* _Passage to read_

──────────────────────────────

# Echinodorus ID



## AQUANZ (Apr 30, 2011)

I grow a lot of echinodorus species emmeresed and have most of them labeled. 
I bought this plant as Echinodorus Osiris but I have a feeling its something else. 
The new leaves have red splotches which dissapear with age. The stems are long about 20-40cm to the leaf. any help would be great
first pic is close up of new leaf









second is of mother pant









and here are some of the young plants


----------



## Rony1107 (Dec 25, 2009)

PM'd you


----------



## Daniel Falck (Feb 18, 2011)

Yep, not _E_. x _osiris_ - even though it can sometimes have spots.
Quite a few _Echinodorus_ have spots.
If it had round (terete) leaf petioles, I'd immidiately say _E. grandiflorus_. But since that is not the case (if I see right from the pics), I might go for _E._ 'Rosé' - a child of _grandiflorus_ by crossing.
Do you have a pic of a flower stalk? I have a feeling that this is not even 'Rosé' but a _cordifolius_ hybrid (with triangular cross-section of petioles)...


----------



## miremonster (Mar 26, 2006)

That looks to me like a plant labeled as "Echinodorus cordifolius" in the botanical garden Berlin, also cultivated in the botanical garden Göttingen (Germany) as "E. cordifolius ssp. fluitans". 
Probably the same cultivated plant, with large blotches on young leaves, is depicted as Echinodorus fluitans in Rataj's Echinodorus revision from 2004.

──────────────────────────────

* _Data section_

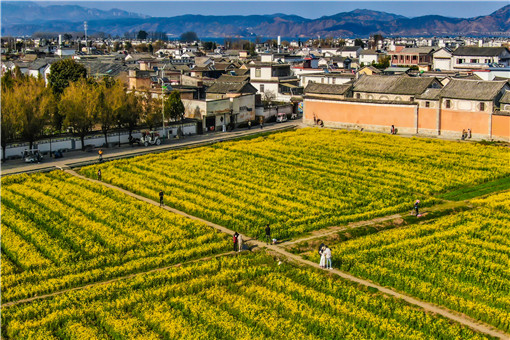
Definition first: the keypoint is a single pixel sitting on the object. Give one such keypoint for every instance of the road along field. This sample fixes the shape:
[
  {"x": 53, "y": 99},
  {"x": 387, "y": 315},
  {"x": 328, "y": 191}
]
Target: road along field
[
  {"x": 307, "y": 179},
  {"x": 459, "y": 261},
  {"x": 59, "y": 231},
  {"x": 250, "y": 296}
]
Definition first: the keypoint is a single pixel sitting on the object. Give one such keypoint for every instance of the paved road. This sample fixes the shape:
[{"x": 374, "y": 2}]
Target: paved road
[{"x": 77, "y": 158}]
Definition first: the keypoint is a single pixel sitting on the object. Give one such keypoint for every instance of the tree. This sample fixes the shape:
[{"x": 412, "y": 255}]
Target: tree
[
  {"x": 79, "y": 105},
  {"x": 151, "y": 110},
  {"x": 130, "y": 113},
  {"x": 188, "y": 37},
  {"x": 142, "y": 35},
  {"x": 63, "y": 72},
  {"x": 174, "y": 106}
]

──────────────────────────────

* _Work item_
Translate the sentence "Quite a few Echinodorus have spots." from the Echinodorus ID thread into Spanish. The data are not needed here.

* _Exercise output_
Bastantes Echinodorus tienen manchas.